Entries shown:
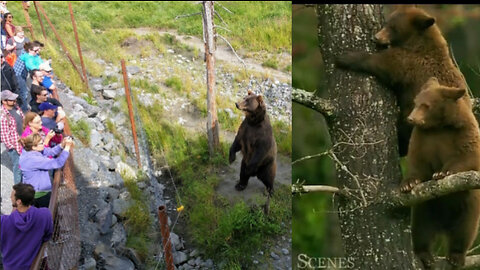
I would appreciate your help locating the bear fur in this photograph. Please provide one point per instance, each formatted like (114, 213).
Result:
(445, 140)
(255, 139)
(415, 51)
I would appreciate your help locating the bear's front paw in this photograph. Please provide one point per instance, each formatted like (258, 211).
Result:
(408, 185)
(440, 175)
(240, 187)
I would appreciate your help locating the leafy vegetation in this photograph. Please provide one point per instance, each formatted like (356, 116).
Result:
(80, 130)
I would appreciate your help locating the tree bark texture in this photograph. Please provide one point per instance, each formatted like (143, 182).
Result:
(363, 127)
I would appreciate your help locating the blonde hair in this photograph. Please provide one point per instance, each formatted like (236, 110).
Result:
(29, 116)
(18, 29)
(30, 141)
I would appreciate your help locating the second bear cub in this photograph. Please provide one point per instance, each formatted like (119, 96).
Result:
(445, 140)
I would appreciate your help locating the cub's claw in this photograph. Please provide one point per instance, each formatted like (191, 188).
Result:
(407, 186)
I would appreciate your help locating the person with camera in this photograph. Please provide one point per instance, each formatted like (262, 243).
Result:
(24, 230)
(11, 129)
(50, 118)
(33, 124)
(35, 164)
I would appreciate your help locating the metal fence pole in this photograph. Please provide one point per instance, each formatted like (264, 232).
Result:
(130, 111)
(167, 245)
(40, 20)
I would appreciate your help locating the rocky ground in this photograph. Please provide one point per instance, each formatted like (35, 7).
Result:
(102, 197)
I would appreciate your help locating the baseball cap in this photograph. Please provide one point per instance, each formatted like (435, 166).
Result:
(8, 95)
(46, 106)
(45, 66)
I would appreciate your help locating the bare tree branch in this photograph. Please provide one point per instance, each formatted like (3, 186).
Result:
(434, 189)
(187, 15)
(230, 45)
(471, 263)
(315, 188)
(420, 193)
(311, 101)
(222, 6)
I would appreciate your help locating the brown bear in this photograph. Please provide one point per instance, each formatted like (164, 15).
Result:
(415, 51)
(445, 140)
(255, 139)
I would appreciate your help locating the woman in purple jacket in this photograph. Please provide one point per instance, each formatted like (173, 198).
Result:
(34, 163)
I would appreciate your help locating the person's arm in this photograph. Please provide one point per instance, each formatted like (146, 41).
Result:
(48, 137)
(45, 163)
(52, 151)
(9, 30)
(48, 228)
(5, 133)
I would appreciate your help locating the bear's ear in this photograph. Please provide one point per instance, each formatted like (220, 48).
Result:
(422, 21)
(260, 99)
(453, 93)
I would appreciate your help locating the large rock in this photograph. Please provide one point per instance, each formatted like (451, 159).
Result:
(119, 235)
(95, 139)
(110, 261)
(104, 219)
(90, 264)
(109, 94)
(176, 242)
(133, 70)
(120, 206)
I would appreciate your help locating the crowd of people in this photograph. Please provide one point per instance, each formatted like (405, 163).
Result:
(32, 132)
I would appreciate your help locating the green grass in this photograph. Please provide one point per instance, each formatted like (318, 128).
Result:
(80, 130)
(271, 63)
(227, 233)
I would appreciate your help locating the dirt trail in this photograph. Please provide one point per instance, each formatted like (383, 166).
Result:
(223, 53)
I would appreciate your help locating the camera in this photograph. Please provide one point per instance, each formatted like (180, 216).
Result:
(58, 129)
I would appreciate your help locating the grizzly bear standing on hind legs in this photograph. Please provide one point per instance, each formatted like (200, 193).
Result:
(445, 140)
(415, 50)
(255, 140)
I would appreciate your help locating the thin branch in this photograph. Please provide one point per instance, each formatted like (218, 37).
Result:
(320, 188)
(187, 15)
(311, 101)
(434, 189)
(218, 15)
(222, 6)
(230, 45)
(310, 157)
(473, 249)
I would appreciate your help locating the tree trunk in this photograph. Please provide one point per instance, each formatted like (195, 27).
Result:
(365, 149)
(209, 39)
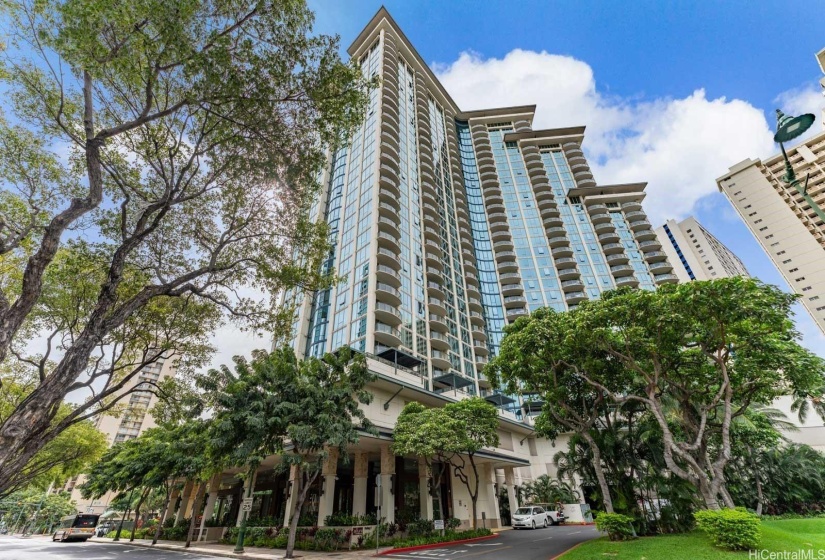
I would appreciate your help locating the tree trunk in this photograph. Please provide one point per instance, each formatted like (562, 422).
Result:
(597, 466)
(161, 520)
(137, 511)
(196, 507)
(296, 513)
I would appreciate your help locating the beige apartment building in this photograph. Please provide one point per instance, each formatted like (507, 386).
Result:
(133, 421)
(695, 253)
(788, 224)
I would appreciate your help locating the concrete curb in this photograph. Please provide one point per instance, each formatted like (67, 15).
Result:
(248, 554)
(435, 545)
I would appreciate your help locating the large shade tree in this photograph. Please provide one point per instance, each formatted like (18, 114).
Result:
(706, 350)
(302, 409)
(449, 438)
(158, 159)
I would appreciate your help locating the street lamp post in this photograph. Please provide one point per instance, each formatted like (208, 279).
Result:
(788, 128)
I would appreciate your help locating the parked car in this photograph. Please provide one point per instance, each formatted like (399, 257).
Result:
(530, 517)
(554, 513)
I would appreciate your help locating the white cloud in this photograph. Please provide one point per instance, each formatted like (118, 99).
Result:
(679, 146)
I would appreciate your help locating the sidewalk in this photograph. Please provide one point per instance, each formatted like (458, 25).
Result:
(225, 550)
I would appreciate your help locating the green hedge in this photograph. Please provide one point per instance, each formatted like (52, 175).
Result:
(733, 529)
(617, 526)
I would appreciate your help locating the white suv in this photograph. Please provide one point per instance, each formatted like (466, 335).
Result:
(530, 517)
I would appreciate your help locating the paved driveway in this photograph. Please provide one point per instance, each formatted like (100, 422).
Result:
(539, 544)
(39, 548)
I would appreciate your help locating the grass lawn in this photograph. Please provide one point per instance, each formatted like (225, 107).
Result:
(786, 535)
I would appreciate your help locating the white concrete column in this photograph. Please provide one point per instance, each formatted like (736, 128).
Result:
(329, 472)
(170, 507)
(359, 487)
(424, 495)
(487, 490)
(510, 481)
(184, 501)
(387, 475)
(292, 488)
(249, 481)
(209, 509)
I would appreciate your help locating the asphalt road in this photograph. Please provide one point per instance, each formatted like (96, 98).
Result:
(522, 544)
(38, 548)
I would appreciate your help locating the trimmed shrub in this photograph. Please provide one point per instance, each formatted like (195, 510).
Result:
(617, 526)
(733, 529)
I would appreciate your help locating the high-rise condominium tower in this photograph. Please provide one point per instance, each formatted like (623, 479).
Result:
(695, 253)
(788, 224)
(448, 224)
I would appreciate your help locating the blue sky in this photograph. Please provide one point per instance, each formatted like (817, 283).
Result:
(671, 92)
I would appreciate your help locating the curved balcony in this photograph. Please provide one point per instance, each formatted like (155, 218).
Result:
(432, 233)
(439, 341)
(438, 323)
(389, 241)
(510, 276)
(387, 313)
(437, 306)
(514, 301)
(575, 285)
(660, 267)
(388, 275)
(617, 258)
(515, 313)
(558, 241)
(612, 248)
(666, 279)
(655, 256)
(440, 360)
(627, 281)
(389, 225)
(503, 245)
(651, 245)
(640, 224)
(387, 293)
(644, 234)
(501, 236)
(388, 257)
(621, 270)
(568, 273)
(385, 334)
(433, 247)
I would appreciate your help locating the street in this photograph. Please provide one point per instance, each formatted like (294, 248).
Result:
(39, 548)
(539, 544)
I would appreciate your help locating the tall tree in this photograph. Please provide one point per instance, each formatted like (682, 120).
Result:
(451, 436)
(538, 358)
(301, 408)
(194, 132)
(708, 350)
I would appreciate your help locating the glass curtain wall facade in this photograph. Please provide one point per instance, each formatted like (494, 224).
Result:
(448, 225)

Work task:
Leave the pictures out and print every record exactly.

Exercise solution:
I would appreciate your help locating the bear fur in this photograph. Please provide one point per instance, each formatted like (114, 213).
Result:
(445, 140)
(255, 139)
(415, 51)
I would appreciate your help locating the bear's front paw in this photograph. Please provide one point per instance, each formatted like (258, 211).
Result:
(408, 185)
(440, 175)
(240, 187)
I would appreciate your help locating the leafy vegetation in this photograph. Please provide one point per instance, each formatted like (356, 116).
Result:
(80, 130)
I would appreciate your help locating the tree bark texture in this photograph. Please provide one point per instance, each formatted like (143, 182).
Result:
(363, 127)
I would appreciate your help locating the blonde hair in this photograph. Please provide one point per instance, each formatted like (236, 110).
Result:
(29, 116)
(18, 29)
(30, 141)
I would appreciate your help locating the second bear cub in this photograph. Please provide one point per instance, each formatted like (119, 96).
Result:
(445, 140)
I would appreciate your help locating the cub's claw in this photograph. Please provide one point per instance, each formatted like (191, 188).
Result:
(407, 186)
I would appreciate your help locating the person with camera in this photograph. Please provide one point per instance, each formatted like (262, 243).
Result:
(24, 230)
(11, 129)
(50, 118)
(33, 124)
(35, 164)
I would appreciate your help locating the metal fence pole in this photograph. Please provide one point per instance, each formatted like (264, 232).
Result:
(130, 111)
(167, 245)
(40, 20)
I would appreciate your help locating the rocky ground in this photograph. Please provide one point per instance, each formatted like (35, 7).
Result:
(102, 197)
I would appreciate your help locating the baseball cap in this photograph. Please provide one point per instance, each formatted like (435, 166).
Result:
(8, 95)
(46, 106)
(45, 66)
I would appreciate your help locating the bare tree branch in this photograph. Please provide one point per instance, each formatted like (3, 186).
Result:
(434, 189)
(187, 15)
(230, 45)
(471, 263)
(315, 188)
(420, 193)
(311, 101)
(222, 6)
I would appreciate your help locating the brown bear in this photograph. Please provide one point per instance, each formatted like (164, 15).
Result:
(415, 51)
(445, 140)
(255, 139)
I would appreciate your help locating the woman in purple jacket in this photograph. Please provide one point per instance, each formatted like (173, 198).
Result:
(34, 163)
I would appreciate your help locating the person's arm in this photograph. Please provide one point per instance, each formatted like (146, 41).
Result:
(48, 137)
(45, 163)
(52, 151)
(9, 30)
(48, 228)
(5, 133)
I would appreciate your help locating the bear's ear in this photograph. Please provide one point per instance, each formatted like (220, 48).
Result:
(422, 21)
(260, 99)
(453, 93)
I would appreciate your help locating the large rock in this photograph. Please provide one point per instance, each formatted like (451, 159).
Result:
(119, 235)
(95, 139)
(110, 261)
(104, 219)
(90, 264)
(109, 94)
(176, 242)
(133, 70)
(120, 206)
I would appreciate your help locating the crowd of people in this photograph. Please provide one point per instance, each formatted like (405, 163).
Result:
(32, 132)
I would appreciate your help locating the green grass in this photograph. Please provide one point per instance, each formatted like (318, 128).
Result:
(80, 130)
(271, 63)
(227, 233)
I would appreciate your help locating the dirt trail in this photograph. Please provide one point per instance, each formatted like (383, 166).
Result:
(223, 53)
I would appreciate your help locating the camera in this photograph. Please provide one point per instance, each formatted like (180, 216).
Result:
(58, 129)
I would appreciate your help locating the grizzly bear standing on hind legs in this photograph. Please provide one point per instance, each formatted like (200, 193).
Result:
(445, 140)
(415, 50)
(255, 140)
I would appreciate your help locating the thin branch in this photograph. Please provide one point per instance, each formatted like (218, 37).
Result:
(320, 188)
(187, 15)
(311, 101)
(434, 189)
(218, 15)
(222, 6)
(230, 45)
(310, 157)
(473, 249)
I would appreciate your help locating the tree trunk in this photograph. Please provide one point per instance, each formatted like (195, 27).
Result:
(365, 149)
(209, 39)
I would appreciate your help locating the tree trunk in this photograph. Please provide one point per instance, each formatted like (562, 422).
Result:
(597, 466)
(161, 520)
(137, 511)
(196, 507)
(296, 513)
I would appreciate your help locating the beige apartment building in this photograph. Please provide one point per instance, each formatted like (507, 386).
Result:
(133, 421)
(695, 253)
(788, 224)
I would appreciate your help locating the concrete curb in this photograph. Please provide one point per instance, each formatted like (67, 15).
Result:
(248, 554)
(435, 545)
I would appreciate your help locating the large shade tree in this photograph. Please provide one point per instance, each formatted like (18, 114).
Result:
(706, 350)
(302, 409)
(449, 438)
(158, 159)
I would appreciate your help locating the street lamp post in this photograph. Please provide one point per instance, each formatted like (208, 279).
Result:
(788, 128)
I would appreciate your help locating the parked car in this photograph. Please provide one point per instance, each formatted like (399, 257).
Result:
(530, 517)
(554, 513)
I would appreciate your help locating the white cloud in this photograph. Please provide one point per instance, each formatted like (118, 99).
Result:
(679, 146)
I would appreciate your help locating the sidewalk in this photograph. Please provide one point per instance, each formatted like (458, 25).
Result:
(225, 550)
I would appreciate your help locating the green hedge in this photograph. Please provide one point per instance, each formatted like (52, 175).
Result:
(733, 529)
(617, 526)
I would appreciate your help locating the white suv in this photograph. Please provide one point per instance, each formatted like (466, 335).
Result:
(530, 517)
I would appreciate your help locating the paved driveway in this photograph. Please provide one point per instance, each formatted like (100, 422).
Result:
(539, 544)
(39, 548)
I would appreciate your help locating the grass lawn in this photograph. Please provide one point per instance, each formatted like (225, 107).
Result:
(786, 535)
I would appreciate your help locating the white concrete column in this photograph. Please provide one point per instance, each formatted like (736, 128).
Result:
(329, 472)
(170, 507)
(359, 487)
(424, 495)
(487, 490)
(510, 481)
(184, 501)
(387, 475)
(292, 488)
(249, 481)
(209, 509)
I would appreciate your help locating the asphalt road in this photograph. Please provide one point per instance, each formatted like (96, 98).
Result:
(522, 544)
(38, 548)
I would appreciate your help locating the trimmed shrub in this photograph. Please provide one point per instance, each formatted like (195, 510).
Result:
(617, 526)
(733, 529)
I would appreciate your help locating the high-rise condominium tower in this photograph. Please provide one point per instance, each formatted like (623, 479).
Result:
(695, 253)
(788, 224)
(448, 224)
I would appreciate your help locating the blue sky in this photograph. Please provide one point per instance, each formatted like (817, 283).
Result:
(671, 92)
I would appreciate your help locating the curved balcony in this photograph. Please provide one point per instance, each formatted like (155, 218).
Result:
(432, 233)
(439, 341)
(438, 323)
(389, 241)
(510, 276)
(387, 313)
(437, 306)
(514, 301)
(575, 285)
(660, 267)
(388, 275)
(617, 258)
(515, 313)
(558, 241)
(612, 248)
(666, 279)
(655, 256)
(440, 360)
(627, 281)
(389, 225)
(503, 245)
(651, 245)
(640, 224)
(387, 293)
(644, 234)
(501, 236)
(388, 257)
(621, 270)
(568, 273)
(385, 334)
(433, 247)
I would appreciate your help locating the street in this photograph. Please provide one point per instance, each formatted like (294, 248).
Result:
(39, 548)
(539, 544)
I would appreciate your help locating the tall tree in this photograph. Please provide one point per instance, each formatted like (682, 120).
Result:
(451, 436)
(538, 358)
(301, 408)
(194, 132)
(708, 350)
I would appreciate your help locating the glass curtain wall facade in this photograph. Please provide one point per instance, each formatted like (494, 224).
Result:
(448, 225)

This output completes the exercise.